[The problem]
Please copy the article on the Texas school-funding lawsuit word for word, starting with "Texas’s Constitution requires" and going on through "(TREE), a nonprofit.".

[Selected passage]
Texas Parents Sue State for More Efficient, Less Bureaucratic System

Published May 10, 2012

Families and businesses looking to make Texas schools more efficient have plugged into an ongoing lawsuit by more than 500 school districts suing the state for a more adequate and equitable distribution of education dollars.

Texas’s Constitution requires the legislature to provide an “efficient system of public free schools,” but public schools are not efficient, said the lead attorney for the coalition, Chris Diamond. His team plans to argue that fewer state and federal mandates on public schools, akin to the environment for charter schools, will create more bang for Texas’ educational buck. They will request the court require the state to lift its charter school cap and create a more competitive education environment.

“Some parents and business persons not well served by public schools have intervened to ask for efficiency productive of results,” said Kent Grusendorf, director of Texans for Efficiency and Equity in Education (TREE), a nonprofit.

TREE seeks a permanent injunction prohibiting the state from financing public schools until legislators remedy the lack of efficiency. The proposed injunction would give the legislature a reasonable opportunity to fix these deficiencies before prohibitions take effect.

Spending Rises Five Times Enrollment
While student enrollment in Texas has risen by about 19.7 percent in the last decade, total education spending has risen nearly five times as fast, by 95.3 percent, according the Texas Comptroller of Public Accounts.

[Dataset section]
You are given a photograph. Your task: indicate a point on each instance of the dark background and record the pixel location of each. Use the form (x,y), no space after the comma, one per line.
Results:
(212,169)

[Task result]
Texas’s Constitution requires the legislature to provide an “efficient system of public free schools,” but public schools are not efficient, said the lead attorney for the coalition, Chris Diamond. His team plans to argue that fewer state and federal mandates on public schools, akin to the environment for charter schools, will create more bang for Texas’ educational buck. They will request the court require the state to lift its charter school cap and create a more competitive education environment.

“Some parents and business persons not well served by public schools have intervened to ask for efficiency productive of results,” said Kent Grusendorf, director of Texans for Efficiency and Equity in Education (TREE), a nonprofit.